──────── TEXT ────────

Figure 3: Edward Jenner

Figure 4: Eradication certificate

VACCINIA VIRUS – a harmless cousin

Vaccinia virus is closely related to smallpox and cowpox viruses. In contrast to smallpox, vaccinia infection is mild or even asymptomatic, however, the host immune response to vaccinia is strong enough to protect individuals against smallpox infection. Therefore, vaccinia has been used as a safer vaccine against smallpox for the last decades.

Unlike most viruses, both variola and vaccinia are unique large DNA viruses which are almost independent of the host cell. Their genomes contain genes for replication, transcription as well as for immune evasion. Due to its similarity to smallpox, vaccinia is a widely studied virus in many laboratories. Furthermore, with the advances of molecular biology, vaccinia genome is often used as a transport vehicle for vaccine against other diseases.


Viruses are the most abundant and rapidly evolving pathogens and as such they represent a constant challenge for the host. The ability of the host cells to detect viruses and to trigger antiviral immune response is crucial for the survival of the cell and of the host. For this reason, the host cells developed a number of specialised molecules which recognize conserved structures of pathogens and/or abnormal forms of nucleic acids (figure 5).

Figure 5: Cartoon illustrating function of TLRs.

Such molecules are for example Toll-like receptors (TLRs) which comprise a family of at least 10 specialized receptors. All TLRs share a common motif that can be found in some plants as well as insect proteins thus having a crucial function in immune defence across different kingdoms. TLRs can be localized on the surface of the cells (TLRs 1/2, 4, 5, 2/6) or inside the cells (TLRs 3, 7, 9). TLRs detect microbial structures that are foreign to human cells, such as microbial lipopetides and proteins, or viral double-stranded RNA (figure 6). After their activation, TLRs start the innate immune signalling that leads to activation of interferons and pro-inflammatory cytokines. This activation triggers an adaptive immune responses and subsequently leads to elimination of the pathogen.

 Figure 6: TLR receptor which detects viral RNA


Figure 7: Schematic of viral infection of a host cell.

────────

## TASK REQUIREMENTS
[a] Return the portion of the virology text that begins at the words "Figure 4: Eradication" and stops after the words "the last decades.".
[b] Rewrite the paragraph of the virology text that opens with "Such molecules are for example Toll-like receptors" as a short bulleted list that keeps its main facts.
The data placed after the virology text play no part in this work.

──────── INFORMATION SHOWN ────────

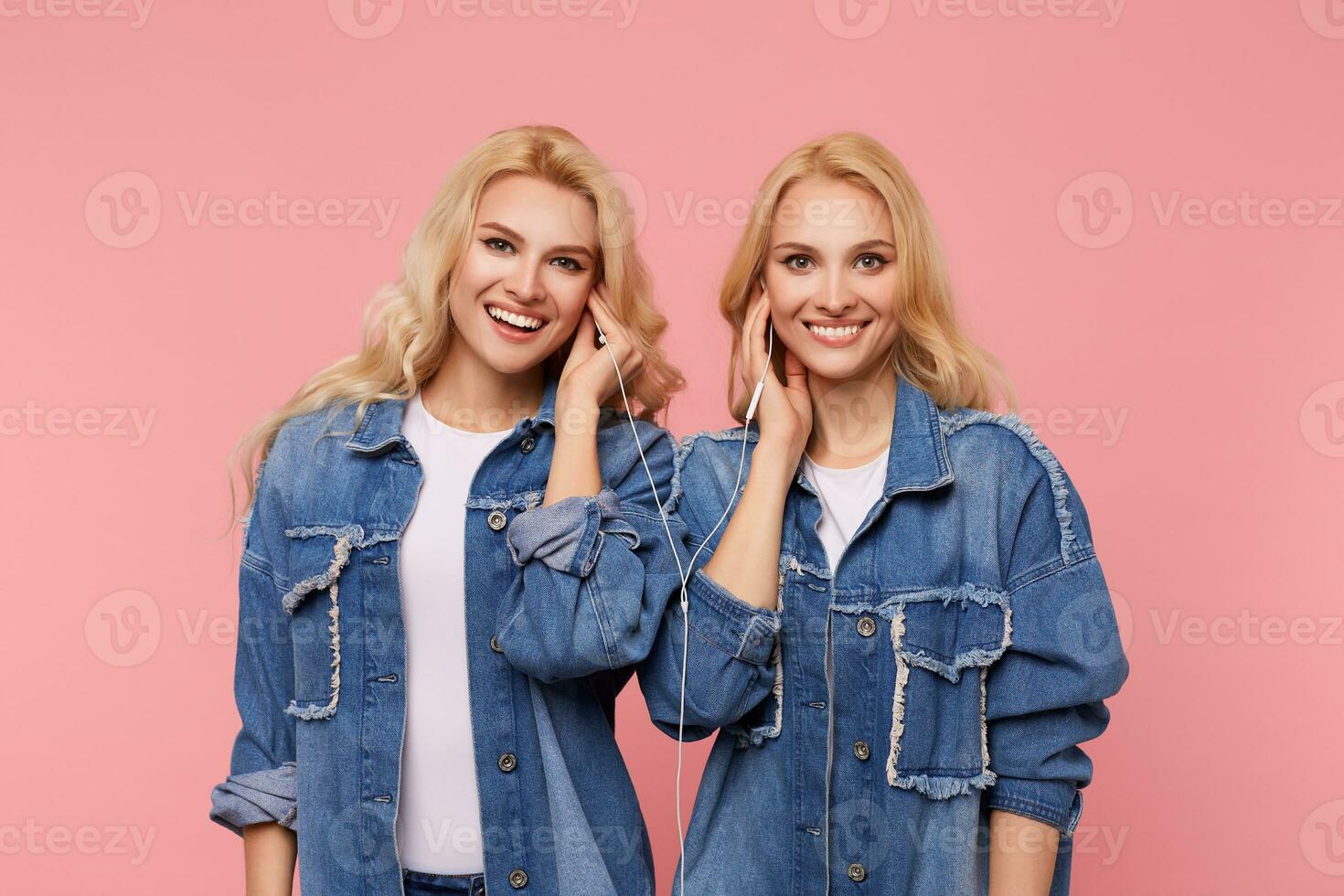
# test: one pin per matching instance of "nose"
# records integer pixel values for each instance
(837, 297)
(525, 283)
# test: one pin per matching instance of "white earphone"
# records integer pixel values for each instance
(682, 571)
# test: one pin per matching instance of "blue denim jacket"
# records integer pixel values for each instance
(558, 606)
(949, 666)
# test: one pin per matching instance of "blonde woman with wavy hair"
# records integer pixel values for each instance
(902, 632)
(443, 574)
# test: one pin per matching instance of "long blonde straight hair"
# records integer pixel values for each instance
(408, 325)
(930, 349)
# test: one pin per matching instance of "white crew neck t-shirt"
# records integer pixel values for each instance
(438, 818)
(847, 495)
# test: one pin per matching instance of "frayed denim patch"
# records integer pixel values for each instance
(757, 735)
(912, 656)
(328, 579)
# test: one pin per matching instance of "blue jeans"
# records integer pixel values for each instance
(420, 883)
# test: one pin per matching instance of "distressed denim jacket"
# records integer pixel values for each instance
(558, 606)
(951, 664)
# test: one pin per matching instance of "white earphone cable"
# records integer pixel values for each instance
(682, 571)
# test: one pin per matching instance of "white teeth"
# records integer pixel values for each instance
(517, 320)
(835, 332)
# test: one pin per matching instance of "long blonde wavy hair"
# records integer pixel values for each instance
(930, 349)
(408, 325)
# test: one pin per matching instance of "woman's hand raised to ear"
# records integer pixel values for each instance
(784, 412)
(589, 377)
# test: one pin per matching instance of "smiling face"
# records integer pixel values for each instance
(831, 274)
(520, 288)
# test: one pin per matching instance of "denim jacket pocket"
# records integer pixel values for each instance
(944, 643)
(317, 557)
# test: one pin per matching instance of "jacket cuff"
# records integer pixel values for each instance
(257, 797)
(1054, 802)
(730, 624)
(568, 535)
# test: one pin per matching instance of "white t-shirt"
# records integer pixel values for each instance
(438, 819)
(847, 495)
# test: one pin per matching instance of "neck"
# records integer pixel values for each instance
(471, 395)
(851, 418)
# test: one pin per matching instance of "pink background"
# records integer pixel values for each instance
(1184, 366)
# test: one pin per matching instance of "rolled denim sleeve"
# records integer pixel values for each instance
(729, 646)
(595, 572)
(261, 784)
(1046, 695)
(568, 535)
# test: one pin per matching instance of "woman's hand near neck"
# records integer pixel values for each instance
(468, 394)
(851, 420)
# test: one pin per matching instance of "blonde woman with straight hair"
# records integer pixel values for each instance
(902, 632)
(443, 579)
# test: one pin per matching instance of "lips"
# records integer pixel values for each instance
(515, 318)
(837, 334)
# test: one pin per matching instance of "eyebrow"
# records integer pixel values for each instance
(866, 245)
(517, 238)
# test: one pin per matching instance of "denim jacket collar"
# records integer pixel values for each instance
(917, 458)
(382, 423)
(917, 454)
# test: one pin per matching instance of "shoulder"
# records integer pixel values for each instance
(312, 438)
(1003, 443)
(1000, 452)
(707, 464)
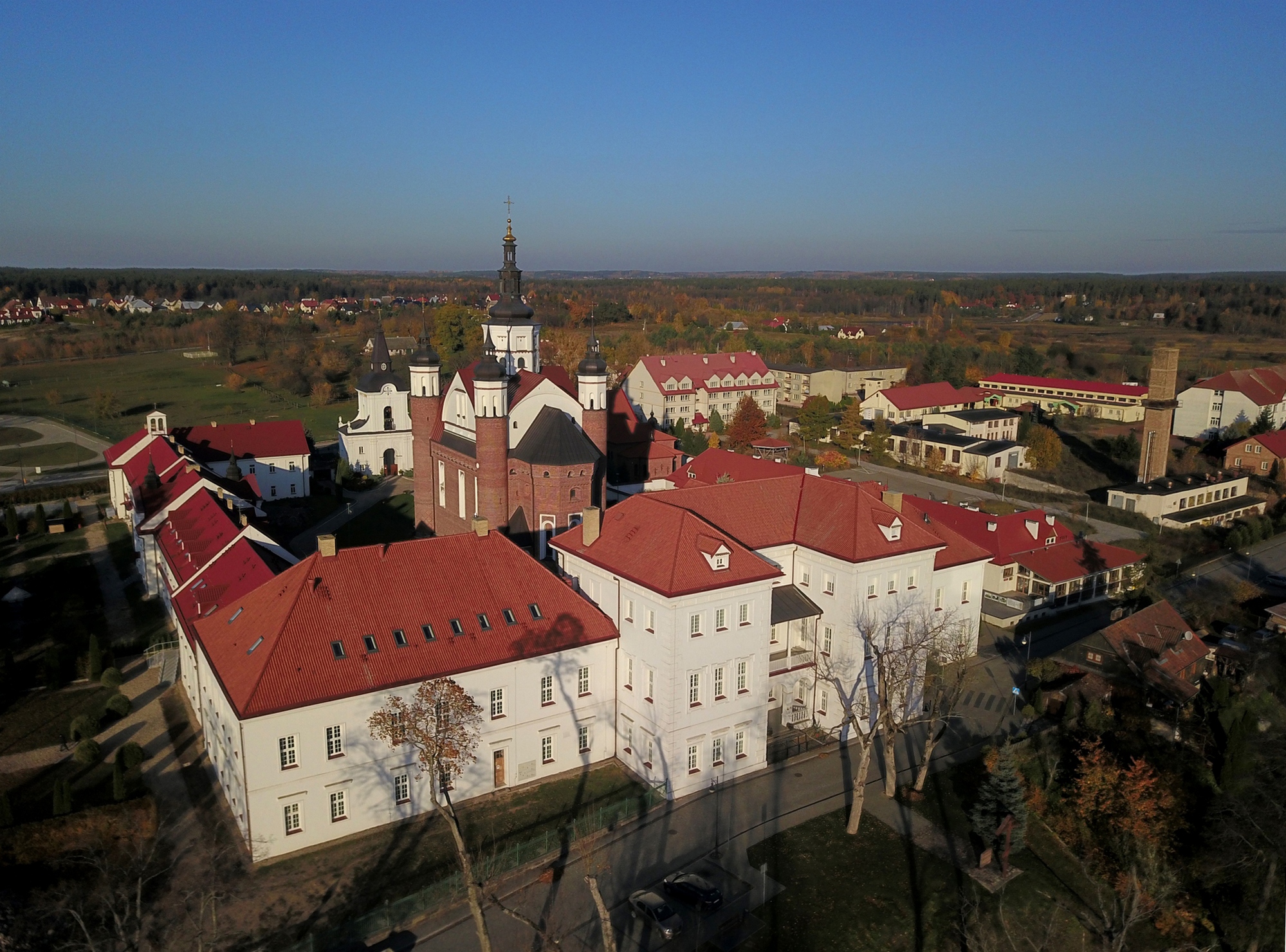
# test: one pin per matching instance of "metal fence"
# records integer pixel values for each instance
(396, 914)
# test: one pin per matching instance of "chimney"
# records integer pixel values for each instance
(591, 526)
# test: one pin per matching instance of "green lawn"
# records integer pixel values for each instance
(189, 392)
(46, 455)
(40, 720)
(390, 520)
(10, 435)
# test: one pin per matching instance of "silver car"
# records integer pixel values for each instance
(656, 911)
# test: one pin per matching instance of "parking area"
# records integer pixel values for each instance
(726, 928)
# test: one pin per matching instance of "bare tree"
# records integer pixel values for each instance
(944, 685)
(443, 724)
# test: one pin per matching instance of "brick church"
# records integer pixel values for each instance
(511, 441)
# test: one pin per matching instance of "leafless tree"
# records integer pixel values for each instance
(944, 685)
(443, 724)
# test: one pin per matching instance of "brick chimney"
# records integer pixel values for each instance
(591, 524)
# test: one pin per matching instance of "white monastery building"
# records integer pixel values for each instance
(675, 388)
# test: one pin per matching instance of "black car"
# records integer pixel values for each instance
(694, 890)
(656, 911)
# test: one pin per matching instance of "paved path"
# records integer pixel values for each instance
(306, 542)
(925, 486)
(116, 607)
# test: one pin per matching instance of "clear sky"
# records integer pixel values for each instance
(1031, 137)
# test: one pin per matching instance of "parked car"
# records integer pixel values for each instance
(694, 890)
(656, 911)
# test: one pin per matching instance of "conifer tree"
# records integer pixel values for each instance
(1001, 794)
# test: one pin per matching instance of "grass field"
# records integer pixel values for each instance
(189, 392)
(12, 435)
(391, 520)
(46, 455)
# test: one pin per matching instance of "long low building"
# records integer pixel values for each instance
(1119, 402)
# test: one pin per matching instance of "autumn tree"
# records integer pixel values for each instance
(816, 417)
(748, 424)
(441, 724)
(1045, 448)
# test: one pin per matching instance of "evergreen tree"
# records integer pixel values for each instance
(62, 797)
(1000, 796)
(118, 778)
(95, 659)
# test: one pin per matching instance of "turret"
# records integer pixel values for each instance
(426, 412)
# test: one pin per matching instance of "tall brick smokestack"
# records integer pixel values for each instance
(1159, 414)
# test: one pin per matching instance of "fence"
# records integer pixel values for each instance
(399, 913)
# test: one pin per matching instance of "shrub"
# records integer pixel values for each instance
(133, 755)
(82, 726)
(118, 704)
(62, 797)
(87, 752)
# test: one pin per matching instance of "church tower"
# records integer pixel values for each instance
(426, 412)
(592, 393)
(491, 428)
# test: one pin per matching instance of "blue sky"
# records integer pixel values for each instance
(690, 137)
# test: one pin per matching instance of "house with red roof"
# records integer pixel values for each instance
(733, 598)
(1233, 397)
(287, 675)
(910, 405)
(1118, 402)
(1154, 653)
(674, 388)
(1038, 567)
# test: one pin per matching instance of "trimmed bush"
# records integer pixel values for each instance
(62, 797)
(118, 704)
(87, 752)
(82, 728)
(133, 755)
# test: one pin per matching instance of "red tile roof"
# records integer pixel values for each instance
(1085, 387)
(701, 367)
(1263, 387)
(374, 590)
(708, 468)
(661, 547)
(273, 438)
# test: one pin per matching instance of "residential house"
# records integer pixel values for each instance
(1234, 397)
(1119, 402)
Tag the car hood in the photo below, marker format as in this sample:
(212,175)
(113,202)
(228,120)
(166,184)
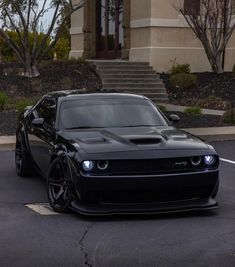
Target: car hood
(133,139)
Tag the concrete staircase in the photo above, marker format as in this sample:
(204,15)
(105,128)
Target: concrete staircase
(131,77)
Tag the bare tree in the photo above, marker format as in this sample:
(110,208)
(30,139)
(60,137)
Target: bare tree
(27,17)
(213,24)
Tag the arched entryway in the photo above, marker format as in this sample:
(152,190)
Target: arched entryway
(109,28)
(106,29)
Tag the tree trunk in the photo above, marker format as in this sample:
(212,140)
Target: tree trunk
(30,68)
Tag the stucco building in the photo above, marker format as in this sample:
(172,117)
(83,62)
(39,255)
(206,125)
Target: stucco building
(139,30)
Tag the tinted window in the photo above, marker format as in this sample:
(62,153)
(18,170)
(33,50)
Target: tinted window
(109,113)
(46,109)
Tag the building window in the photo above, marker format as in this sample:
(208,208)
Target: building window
(192,7)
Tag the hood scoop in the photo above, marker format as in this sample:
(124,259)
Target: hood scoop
(143,141)
(93,140)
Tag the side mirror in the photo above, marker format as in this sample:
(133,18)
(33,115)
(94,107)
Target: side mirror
(38,122)
(174,118)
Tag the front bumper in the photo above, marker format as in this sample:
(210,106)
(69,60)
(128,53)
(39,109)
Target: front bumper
(156,208)
(146,194)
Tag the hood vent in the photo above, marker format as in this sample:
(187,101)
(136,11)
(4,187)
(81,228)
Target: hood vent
(145,141)
(94,140)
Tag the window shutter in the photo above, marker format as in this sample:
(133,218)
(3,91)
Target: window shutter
(192,7)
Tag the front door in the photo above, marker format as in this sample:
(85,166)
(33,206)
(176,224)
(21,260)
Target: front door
(109,28)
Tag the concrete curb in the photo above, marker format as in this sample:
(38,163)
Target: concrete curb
(209,134)
(7,143)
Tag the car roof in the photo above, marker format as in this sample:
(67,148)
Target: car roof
(83,94)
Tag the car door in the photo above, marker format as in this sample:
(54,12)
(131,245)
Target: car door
(41,138)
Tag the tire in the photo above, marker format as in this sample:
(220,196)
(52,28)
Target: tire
(23,162)
(60,186)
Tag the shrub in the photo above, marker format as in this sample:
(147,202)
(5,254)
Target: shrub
(3,100)
(62,49)
(229,116)
(162,108)
(21,104)
(193,111)
(183,80)
(180,68)
(213,102)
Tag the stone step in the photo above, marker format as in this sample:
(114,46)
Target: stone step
(130,76)
(132,85)
(131,80)
(142,91)
(127,67)
(120,63)
(160,100)
(125,71)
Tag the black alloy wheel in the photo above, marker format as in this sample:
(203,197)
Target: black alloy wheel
(22,160)
(60,185)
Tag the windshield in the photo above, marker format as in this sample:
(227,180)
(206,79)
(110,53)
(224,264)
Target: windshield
(109,113)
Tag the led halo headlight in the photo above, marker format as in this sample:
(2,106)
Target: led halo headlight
(102,165)
(88,165)
(209,160)
(196,161)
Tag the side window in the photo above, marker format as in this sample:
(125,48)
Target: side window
(47,110)
(192,7)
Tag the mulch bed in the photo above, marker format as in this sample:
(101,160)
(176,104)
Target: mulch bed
(74,75)
(209,84)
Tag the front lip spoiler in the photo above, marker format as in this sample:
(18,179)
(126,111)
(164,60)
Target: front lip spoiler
(153,208)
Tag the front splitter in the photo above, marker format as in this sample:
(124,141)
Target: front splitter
(153,208)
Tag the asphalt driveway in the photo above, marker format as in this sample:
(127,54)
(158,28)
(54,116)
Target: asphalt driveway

────────

## EXERCISE RESPONSES
[a]
Figure 4: Eradication certificate

VACCINIA VIRUS – a harmless cousin

Vaccinia virus is closely related to smallpox and cowpox viruses. In contrast to smallpox, vaccinia infection is mild or even asymptomatic, however, the host immune response to vaccinia is strong enough to protect individuals against smallpox infection. Therefore, vaccinia has been used as a safer vaccine against smallpox for the last decades.

[b]
- Toll-like receptors (TLRs) are a family of at least 10 specialized receptors.
- All TLRs share a common motif also found in some plant and insect proteins, giving them a crucial role in immune defense across different kingdoms.
- Some TLRs sit on the cell surface (TLRs 1/2, 4, 5, 2/6), and others are inside the cell (TLRs 3, 7, 9).
- They detect microbial structures foreign to human cells, such as microbial lipopeptides and proteins or viral double-stranded RNA.
- Once activated, TLRs start innate immune signaling that activates interferons and pro-inflammatory cytokines.
- This triggers an adaptive immune response that leads to elimination of the pathogen.